§ **Richiesta scritta A**:
Trascrivi dal brano sulla Chiesa il tratto che va da "Questa diminutio ci" fino a "e non altro.".

§ **Brano fornito**:
┌──
Questa diminutio ci impone con forza e urgenza, talvolta anche contro la nostra volontà, di interrogarci su cosa davvero è il proprium del cristianesimo ed è essenziale alla vita dalla Chiesa. Ma ancora di più, a domandarci qual è la verità profonda della Chiesa, ciò che è irrinunciabile perché la Chiesa sia Chiesa e non altro.
Diversamente da quello che potremmo pensare, la risposta a questa domanda la stiamo già dando, ma non attraverso un’idea ma un fare, non con un concetto ma con una prassi. Quando una comunità cristiana, domenica dopo domenica, si riunisce per celebrare l’eucaristia essa, anche senza averne sempre la piena consapevolezza, realizza e manifesta la natura sacramentale della Chiesa, dicendo ciò che la Chiesa è nella sua verità profonda, che Lumen gentium così formula: “a Chiesa è in Cristo come sacramento, cioè segno e strumento dell’intima unione con Dio e dell’unità di tutto il genere umano” (n. 1). In altri parole, la verità della Chiesa non è mai riducibile alle molteplici attività e iniziative, ai suoi servizi sociali a favore degli ultimi, alla sua presenza culturale o al suo impegno a favore della polis.
La Chiesa svela al mondo la sua verità, dice chi essa è radunandosi ogni domenica per celebrare il memoriale della Pasqua del Signore, ascoltando il Vangelo e spezzando il pane. Affermare la verità sacramentale della Chiesa significa rimarcare che essa, come Corpo di Cristo, ha le sue radici impiantate nel mistero pasquale di Cristo da cui attinge la sua vita e dal quale, come a Pentecoste, riceve lo Spirito santo che la costituisce e, inviandola in missione, la obbliga a decentrasi continuamente da sé stessa e non essere imprigionata dalle proprie paure.
Se anche un giorno in Occidente la Chiesa fosse posta nelle condizioni di non fare altro se non radunarsi alla domenica per celebrare l’eucaristia, essa farebbe comunque l’essenziale, ciò che è davvero irrinunciabile per essere e vivere come Chiesa di Cristo: comunicare al mistero della fede, che la stessa assemblea liturgica confessa nell’acclamazione anamnestica: “Annunciamo la tua morte Signore, proclamiamo la tua risurrezione, nell’attesa della tua venuta”.
└──
§ **Record mostrati**:
┌──
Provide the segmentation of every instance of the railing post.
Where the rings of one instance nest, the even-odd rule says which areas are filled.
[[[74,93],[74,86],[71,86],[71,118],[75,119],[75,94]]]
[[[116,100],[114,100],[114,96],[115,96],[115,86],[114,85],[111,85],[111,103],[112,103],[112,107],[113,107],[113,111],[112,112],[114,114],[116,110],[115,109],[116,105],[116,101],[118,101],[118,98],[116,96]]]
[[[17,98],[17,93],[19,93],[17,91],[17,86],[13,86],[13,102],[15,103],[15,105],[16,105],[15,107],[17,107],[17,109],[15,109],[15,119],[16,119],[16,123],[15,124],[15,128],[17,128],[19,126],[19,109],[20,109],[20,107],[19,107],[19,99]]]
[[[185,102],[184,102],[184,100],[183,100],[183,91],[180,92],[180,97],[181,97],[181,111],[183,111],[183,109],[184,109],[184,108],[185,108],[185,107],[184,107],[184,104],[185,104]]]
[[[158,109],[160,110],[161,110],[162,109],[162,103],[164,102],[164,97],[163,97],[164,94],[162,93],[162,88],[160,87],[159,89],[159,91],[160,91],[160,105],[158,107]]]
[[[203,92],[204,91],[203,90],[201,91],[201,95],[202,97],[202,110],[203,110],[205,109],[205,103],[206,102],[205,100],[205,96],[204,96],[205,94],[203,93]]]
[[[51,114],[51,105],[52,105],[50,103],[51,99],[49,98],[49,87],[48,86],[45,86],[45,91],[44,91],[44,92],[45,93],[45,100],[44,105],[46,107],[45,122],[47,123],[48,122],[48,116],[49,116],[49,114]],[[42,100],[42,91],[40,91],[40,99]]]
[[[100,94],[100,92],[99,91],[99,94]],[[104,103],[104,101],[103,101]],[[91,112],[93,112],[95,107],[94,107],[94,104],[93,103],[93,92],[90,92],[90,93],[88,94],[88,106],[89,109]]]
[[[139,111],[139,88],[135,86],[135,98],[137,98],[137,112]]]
└──
§ **Richiesta scritta B**:
Metti in un elenco numerato le righe dei record, dall'inizio fino alla riga che contiene "[[[74,93],[74,86],[71,86],[71,118],[75,119],[75,94]]]" inclusa, senza le righe vuote.

§ **Risposta completa A**:
Questa diminutio ci impone con forza e urgenza, talvolta anche contro la nostra volontà, di interrogarci su cosa davvero è il proprium del cristianesimo ed è essenziale alla vita dalla Chiesa. Ma ancora di più, a domandarci qual è la verità profonda della Chiesa, ciò che è irrinunciabile perché la Chiesa sia Chiesa e non altro.

§ **Risposta completa B**:
1. Provide the segmentation of every instance of the railing post.
2. Where the rings of one instance nest, the even-odd rule says which areas are filled.
3. [[[74,93],[74,86],[71,86],[71,118],[75,119],[75,94]]]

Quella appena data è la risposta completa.